### TASK LIST
a - In the article on the Freiburg RNA Tools web server, why does RNA analysis call for tools that account for RNA structure? Answer in one to three sentences.
b - Write the next part of the article on the Freiburg RNA Tools web server, starting after its last sentence.

··· TEXT EXCERPT ···

Logo of narLink to Publisher's site
Nucleic Acids Res. Jul 1, 2010; 38(Web Server issue): W373–W377.
Published online May 5, 2010. doi:  10.1093/nar/gkq316
PMCID: PMC2896085

Freiburg RNA Tools: a web server integrating IntaRNA, ExpaRNA and LocARNA

Abstract

The Freiburg RNA tools web server integrates three tools for the advanced analysis of RNA in a common web-based user interface. The tools IntaRNA, ExpaRNA and LocARNA support the prediction of RNA–RNA interaction, exact RNA matching and alignment of RNA, respectively. The Freiburg RNA tools web server and the software packages of the stand-alone tools are freely accessible at http://rna.informatik.uni-freiburg.de.

INTRODUCTION

During the last decade, the discovery of a multitude of regulatory and catalytic RNA molecules has attracted attention to RNA in biological research (1,2). Many non-coding RNAs (ncRNAs) require a specific structure to perform their functions or interact via structural base pairing (3–6). Thus, RNA analysis demands tools that take into account RNA structure. The Freiburg RNA tools web server gives access to tools for three advanced RNA analysis tasks via an integrated, easy to use interface that supports the combination of these tools.

The server offers the prediction of RNA–RNA interaction (IntaRNA), exact RNA matching (ExpaRNA), and the multiple alignment of RNA (LocARNA). All tools are recently developed, continuously maintained, highly accurate and among the best of their class (7–9). Consequently, the tools have been used in recent studies (10–12).

··· EXTRACTED ENTRIES ···

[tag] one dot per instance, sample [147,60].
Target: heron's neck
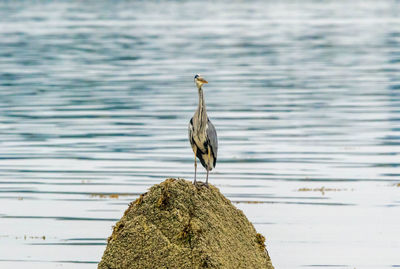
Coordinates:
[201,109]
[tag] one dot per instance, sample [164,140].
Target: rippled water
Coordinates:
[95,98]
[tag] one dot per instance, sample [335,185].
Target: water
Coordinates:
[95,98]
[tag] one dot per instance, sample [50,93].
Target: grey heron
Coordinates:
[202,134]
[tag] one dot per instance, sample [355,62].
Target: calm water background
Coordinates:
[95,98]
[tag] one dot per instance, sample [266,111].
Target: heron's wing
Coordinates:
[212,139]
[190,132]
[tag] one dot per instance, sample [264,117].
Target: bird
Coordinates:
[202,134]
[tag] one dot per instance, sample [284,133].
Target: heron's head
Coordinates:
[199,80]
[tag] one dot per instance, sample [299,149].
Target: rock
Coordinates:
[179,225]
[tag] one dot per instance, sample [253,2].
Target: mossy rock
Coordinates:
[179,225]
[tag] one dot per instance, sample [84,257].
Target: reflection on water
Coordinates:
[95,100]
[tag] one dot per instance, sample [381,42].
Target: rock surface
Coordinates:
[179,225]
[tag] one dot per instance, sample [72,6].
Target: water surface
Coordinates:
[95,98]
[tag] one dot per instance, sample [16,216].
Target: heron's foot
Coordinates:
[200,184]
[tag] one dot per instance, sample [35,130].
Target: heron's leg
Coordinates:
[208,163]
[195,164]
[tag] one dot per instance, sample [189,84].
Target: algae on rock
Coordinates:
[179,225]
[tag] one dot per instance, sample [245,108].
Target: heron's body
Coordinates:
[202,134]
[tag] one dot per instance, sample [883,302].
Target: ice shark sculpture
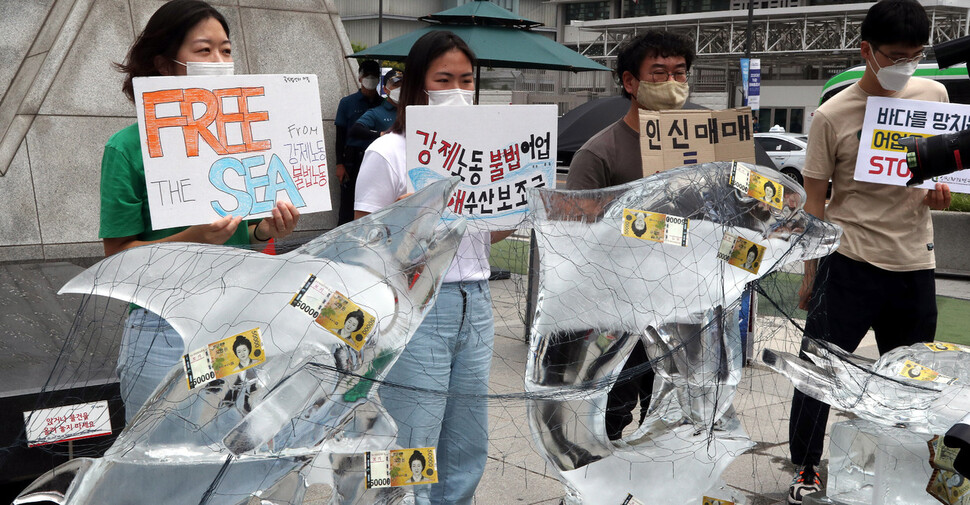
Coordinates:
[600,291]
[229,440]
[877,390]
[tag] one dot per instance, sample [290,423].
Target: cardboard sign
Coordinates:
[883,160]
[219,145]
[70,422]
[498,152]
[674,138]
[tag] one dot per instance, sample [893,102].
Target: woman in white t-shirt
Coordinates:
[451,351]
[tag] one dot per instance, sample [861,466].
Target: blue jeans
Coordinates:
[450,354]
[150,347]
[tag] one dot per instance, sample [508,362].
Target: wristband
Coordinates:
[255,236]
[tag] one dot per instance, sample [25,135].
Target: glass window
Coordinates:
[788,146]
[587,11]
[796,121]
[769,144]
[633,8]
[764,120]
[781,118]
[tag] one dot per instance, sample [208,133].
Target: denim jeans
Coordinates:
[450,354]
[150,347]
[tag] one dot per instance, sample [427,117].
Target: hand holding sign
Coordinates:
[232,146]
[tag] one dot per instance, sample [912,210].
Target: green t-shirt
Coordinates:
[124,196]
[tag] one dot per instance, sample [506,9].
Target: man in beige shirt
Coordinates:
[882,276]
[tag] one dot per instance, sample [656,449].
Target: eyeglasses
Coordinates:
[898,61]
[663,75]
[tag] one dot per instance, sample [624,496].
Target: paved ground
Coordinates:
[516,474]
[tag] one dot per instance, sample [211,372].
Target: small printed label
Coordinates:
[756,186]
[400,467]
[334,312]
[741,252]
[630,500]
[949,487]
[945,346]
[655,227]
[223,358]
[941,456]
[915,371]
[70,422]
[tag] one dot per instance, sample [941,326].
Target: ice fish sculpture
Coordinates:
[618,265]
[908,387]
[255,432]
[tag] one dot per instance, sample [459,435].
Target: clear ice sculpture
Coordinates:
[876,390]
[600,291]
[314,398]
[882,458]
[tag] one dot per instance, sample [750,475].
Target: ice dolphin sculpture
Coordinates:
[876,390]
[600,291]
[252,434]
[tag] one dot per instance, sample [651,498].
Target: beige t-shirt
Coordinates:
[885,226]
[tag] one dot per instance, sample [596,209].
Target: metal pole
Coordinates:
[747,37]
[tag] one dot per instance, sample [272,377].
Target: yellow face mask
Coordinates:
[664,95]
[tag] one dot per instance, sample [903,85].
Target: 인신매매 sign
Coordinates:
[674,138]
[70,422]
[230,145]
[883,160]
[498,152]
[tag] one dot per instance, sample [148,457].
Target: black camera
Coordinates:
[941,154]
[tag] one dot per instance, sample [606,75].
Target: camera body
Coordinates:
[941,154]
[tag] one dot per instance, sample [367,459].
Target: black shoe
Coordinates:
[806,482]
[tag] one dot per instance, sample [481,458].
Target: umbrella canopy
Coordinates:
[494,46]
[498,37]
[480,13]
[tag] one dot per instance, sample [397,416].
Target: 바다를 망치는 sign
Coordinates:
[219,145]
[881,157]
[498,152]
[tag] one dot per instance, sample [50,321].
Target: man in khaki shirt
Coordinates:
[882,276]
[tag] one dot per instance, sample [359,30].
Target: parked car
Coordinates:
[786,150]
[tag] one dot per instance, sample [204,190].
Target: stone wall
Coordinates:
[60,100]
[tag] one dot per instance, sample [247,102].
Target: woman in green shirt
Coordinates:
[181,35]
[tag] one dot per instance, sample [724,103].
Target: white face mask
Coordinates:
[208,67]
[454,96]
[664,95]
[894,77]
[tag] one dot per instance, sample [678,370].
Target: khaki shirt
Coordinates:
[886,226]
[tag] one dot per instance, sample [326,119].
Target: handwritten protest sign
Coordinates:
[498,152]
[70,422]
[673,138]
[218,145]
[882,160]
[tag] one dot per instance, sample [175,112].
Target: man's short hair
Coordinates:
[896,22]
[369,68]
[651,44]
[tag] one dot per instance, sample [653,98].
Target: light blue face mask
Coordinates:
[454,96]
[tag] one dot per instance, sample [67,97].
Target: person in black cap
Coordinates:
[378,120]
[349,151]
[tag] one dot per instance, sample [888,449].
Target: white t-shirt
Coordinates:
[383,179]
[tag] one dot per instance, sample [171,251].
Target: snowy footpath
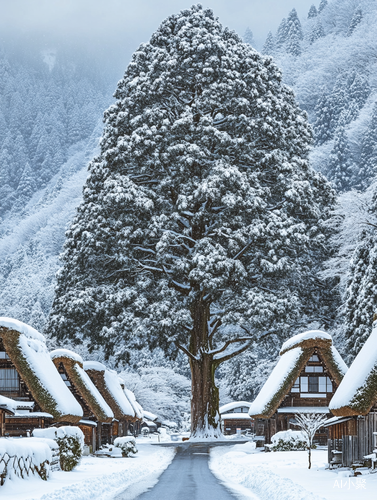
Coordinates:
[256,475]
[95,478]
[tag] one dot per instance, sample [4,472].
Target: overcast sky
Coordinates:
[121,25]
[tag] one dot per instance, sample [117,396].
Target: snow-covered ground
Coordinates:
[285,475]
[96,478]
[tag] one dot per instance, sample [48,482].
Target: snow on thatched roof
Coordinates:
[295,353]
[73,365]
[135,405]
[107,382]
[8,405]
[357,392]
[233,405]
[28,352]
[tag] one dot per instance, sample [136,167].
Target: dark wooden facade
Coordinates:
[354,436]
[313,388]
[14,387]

···
··· EXTRACTED ENTRIES ···

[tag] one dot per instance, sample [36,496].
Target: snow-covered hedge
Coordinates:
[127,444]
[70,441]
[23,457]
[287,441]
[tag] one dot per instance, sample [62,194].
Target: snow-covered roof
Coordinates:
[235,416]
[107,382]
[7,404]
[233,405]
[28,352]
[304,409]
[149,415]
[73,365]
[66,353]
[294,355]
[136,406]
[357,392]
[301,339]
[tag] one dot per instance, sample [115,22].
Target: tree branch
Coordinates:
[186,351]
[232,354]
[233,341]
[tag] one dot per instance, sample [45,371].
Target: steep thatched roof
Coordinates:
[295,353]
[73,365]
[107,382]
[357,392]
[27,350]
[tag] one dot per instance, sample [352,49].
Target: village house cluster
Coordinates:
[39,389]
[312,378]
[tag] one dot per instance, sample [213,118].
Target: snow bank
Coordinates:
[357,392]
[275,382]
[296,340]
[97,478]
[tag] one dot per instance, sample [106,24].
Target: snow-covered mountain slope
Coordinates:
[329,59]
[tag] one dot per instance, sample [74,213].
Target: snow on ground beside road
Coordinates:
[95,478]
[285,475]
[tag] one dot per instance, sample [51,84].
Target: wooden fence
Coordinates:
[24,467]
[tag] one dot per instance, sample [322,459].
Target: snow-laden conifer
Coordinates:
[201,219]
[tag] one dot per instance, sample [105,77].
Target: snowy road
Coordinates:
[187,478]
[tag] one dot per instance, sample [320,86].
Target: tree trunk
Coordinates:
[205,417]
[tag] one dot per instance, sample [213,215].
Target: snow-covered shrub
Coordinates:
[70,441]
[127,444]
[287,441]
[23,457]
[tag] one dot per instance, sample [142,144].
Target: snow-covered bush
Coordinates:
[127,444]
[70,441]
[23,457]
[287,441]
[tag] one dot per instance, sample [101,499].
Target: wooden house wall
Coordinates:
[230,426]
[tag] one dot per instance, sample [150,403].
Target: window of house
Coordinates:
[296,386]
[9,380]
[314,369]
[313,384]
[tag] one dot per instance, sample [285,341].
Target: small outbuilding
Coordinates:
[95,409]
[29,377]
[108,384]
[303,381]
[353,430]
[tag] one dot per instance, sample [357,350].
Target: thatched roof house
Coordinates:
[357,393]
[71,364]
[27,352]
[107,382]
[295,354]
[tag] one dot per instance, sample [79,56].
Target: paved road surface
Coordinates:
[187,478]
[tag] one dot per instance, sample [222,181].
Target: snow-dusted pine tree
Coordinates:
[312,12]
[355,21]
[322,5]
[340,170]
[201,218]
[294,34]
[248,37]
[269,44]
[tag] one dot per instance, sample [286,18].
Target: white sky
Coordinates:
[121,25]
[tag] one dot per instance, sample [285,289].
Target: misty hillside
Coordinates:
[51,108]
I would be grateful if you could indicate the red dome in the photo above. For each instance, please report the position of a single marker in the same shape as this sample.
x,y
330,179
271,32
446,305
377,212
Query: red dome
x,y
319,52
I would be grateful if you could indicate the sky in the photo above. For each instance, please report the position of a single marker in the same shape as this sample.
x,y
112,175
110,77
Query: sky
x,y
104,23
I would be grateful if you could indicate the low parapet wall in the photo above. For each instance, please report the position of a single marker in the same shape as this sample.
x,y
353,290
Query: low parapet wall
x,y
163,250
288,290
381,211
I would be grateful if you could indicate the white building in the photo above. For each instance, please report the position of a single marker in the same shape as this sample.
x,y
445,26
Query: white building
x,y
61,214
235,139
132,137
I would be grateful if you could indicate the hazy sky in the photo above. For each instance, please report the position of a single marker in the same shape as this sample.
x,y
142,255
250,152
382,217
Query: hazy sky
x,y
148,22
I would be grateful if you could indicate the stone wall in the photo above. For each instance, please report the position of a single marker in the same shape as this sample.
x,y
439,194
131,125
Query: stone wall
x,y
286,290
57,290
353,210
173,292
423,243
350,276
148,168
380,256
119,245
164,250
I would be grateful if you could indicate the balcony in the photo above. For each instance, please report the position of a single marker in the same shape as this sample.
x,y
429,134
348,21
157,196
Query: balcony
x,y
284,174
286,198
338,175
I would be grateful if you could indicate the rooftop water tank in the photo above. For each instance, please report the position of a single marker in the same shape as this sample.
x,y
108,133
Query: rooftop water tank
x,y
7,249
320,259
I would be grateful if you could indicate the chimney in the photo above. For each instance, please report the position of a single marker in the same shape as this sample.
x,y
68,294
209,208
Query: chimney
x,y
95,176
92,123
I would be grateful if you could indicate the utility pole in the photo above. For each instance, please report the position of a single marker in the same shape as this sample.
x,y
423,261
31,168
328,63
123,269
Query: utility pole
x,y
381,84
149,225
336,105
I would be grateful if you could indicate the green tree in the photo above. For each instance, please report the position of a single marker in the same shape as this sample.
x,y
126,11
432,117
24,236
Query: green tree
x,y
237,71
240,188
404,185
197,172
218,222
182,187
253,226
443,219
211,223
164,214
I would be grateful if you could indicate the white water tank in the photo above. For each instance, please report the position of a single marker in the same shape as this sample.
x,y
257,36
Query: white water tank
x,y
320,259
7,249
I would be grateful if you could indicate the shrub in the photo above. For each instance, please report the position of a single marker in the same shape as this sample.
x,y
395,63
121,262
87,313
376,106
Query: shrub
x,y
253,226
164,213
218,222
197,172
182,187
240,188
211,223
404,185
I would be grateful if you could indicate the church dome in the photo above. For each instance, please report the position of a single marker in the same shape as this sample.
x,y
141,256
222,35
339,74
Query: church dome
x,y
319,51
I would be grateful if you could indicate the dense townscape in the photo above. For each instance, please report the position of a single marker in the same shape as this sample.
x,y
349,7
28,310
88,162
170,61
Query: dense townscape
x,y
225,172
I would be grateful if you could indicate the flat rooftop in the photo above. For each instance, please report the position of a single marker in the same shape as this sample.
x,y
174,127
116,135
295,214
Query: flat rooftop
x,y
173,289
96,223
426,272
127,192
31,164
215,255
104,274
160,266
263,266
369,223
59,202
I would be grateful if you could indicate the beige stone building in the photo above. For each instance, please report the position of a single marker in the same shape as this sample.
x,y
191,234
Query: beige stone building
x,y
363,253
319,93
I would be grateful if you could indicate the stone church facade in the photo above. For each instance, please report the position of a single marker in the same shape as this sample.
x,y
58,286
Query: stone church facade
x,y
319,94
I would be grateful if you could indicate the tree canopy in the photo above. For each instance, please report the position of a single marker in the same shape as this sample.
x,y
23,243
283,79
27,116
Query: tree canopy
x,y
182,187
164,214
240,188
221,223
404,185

···
··· EXTRACTED ENTRIES ···

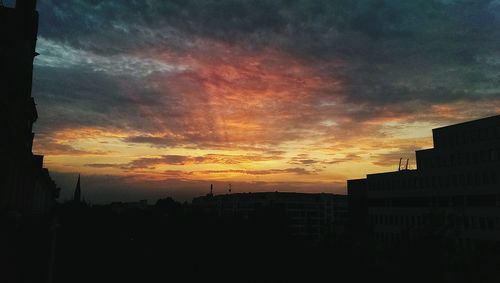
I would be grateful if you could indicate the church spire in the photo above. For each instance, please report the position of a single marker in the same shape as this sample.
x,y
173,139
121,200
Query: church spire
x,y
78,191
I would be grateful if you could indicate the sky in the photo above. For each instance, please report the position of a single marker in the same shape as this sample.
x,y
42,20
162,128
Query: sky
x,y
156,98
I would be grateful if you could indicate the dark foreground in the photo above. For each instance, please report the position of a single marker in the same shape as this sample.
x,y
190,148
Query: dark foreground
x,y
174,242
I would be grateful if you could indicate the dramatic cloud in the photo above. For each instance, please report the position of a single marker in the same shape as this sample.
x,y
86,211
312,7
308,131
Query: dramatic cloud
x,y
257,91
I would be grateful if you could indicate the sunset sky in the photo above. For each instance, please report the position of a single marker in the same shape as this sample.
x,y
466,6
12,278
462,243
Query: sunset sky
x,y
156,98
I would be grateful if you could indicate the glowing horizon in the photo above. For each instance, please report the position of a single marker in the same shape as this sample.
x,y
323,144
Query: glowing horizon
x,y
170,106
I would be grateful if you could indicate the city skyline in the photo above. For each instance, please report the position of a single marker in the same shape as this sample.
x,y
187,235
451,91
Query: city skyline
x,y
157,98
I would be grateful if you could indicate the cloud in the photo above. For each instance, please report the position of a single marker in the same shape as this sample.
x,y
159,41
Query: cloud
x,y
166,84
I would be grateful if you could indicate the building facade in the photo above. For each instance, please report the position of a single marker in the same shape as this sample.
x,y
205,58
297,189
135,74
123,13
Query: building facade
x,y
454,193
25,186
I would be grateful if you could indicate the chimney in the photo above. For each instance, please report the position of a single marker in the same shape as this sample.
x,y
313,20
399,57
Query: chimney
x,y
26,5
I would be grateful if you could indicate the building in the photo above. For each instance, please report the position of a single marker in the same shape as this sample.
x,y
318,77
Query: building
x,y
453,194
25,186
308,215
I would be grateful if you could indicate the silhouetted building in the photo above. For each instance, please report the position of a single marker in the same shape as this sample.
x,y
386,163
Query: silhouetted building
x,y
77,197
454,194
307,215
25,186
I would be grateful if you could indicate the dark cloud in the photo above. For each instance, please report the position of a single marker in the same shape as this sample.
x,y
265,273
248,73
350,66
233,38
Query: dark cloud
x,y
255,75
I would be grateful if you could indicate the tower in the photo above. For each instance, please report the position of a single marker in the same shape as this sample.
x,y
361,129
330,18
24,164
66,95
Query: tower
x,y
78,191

···

### ANSWERS FOR EACH ITEM
a - Many non-coding RNAs need a specific structure to perform their functions, or they interact through structural base pairing. RNA analysis must therefore use tools that take this structure into account.

b -
Performing complex analysis tasks, the server complements available web servers for RNA analysis such as the Vienna RNA web suite (13) and the mfold web server (14). Among other services, the Vienna RNA web suite gives access to an older version of LocARNA. In this contribution, we offer increased functionality with improved performance.

GENERAL OVERVIEW

The central purpose of the web server is to provide RNA analysis tools that have been developed by the Freiburg Bioinformatics Group. To this end, the web server integrates three tools for different analysis tasks in a common framework.

Each tool accepts a set of sequences in FASTA format as its main input. These sequences can be either entered directly or uploaded. The tools allow specific extension of the FASTA format, such as the annotation of sequences by secondary structure in dot–bracket format. Furthermore, each input page provides program-specific options, with reasonable default settings, in order that the user can configure the respective tool to their needs. For user convenience, the server distinguishes between basic options and advanced parameters. The latter are hidden by default and can be unfolded on demand. In this way the server provides broad flexibility without confusing the less experienced user. Input is validated and the user is informed of inconsistencies as early as possible. For each task, we provide example input for demonstration purposes. Online help is provided and describes each tool, its input, available options and output.

Tool output and method are specific to each task and are, therefore, described separately. Where possible the output is illustrated by graphical presentation of the results. Figures are displayed in the browser as pngs and offered for download in postscript and pdf format.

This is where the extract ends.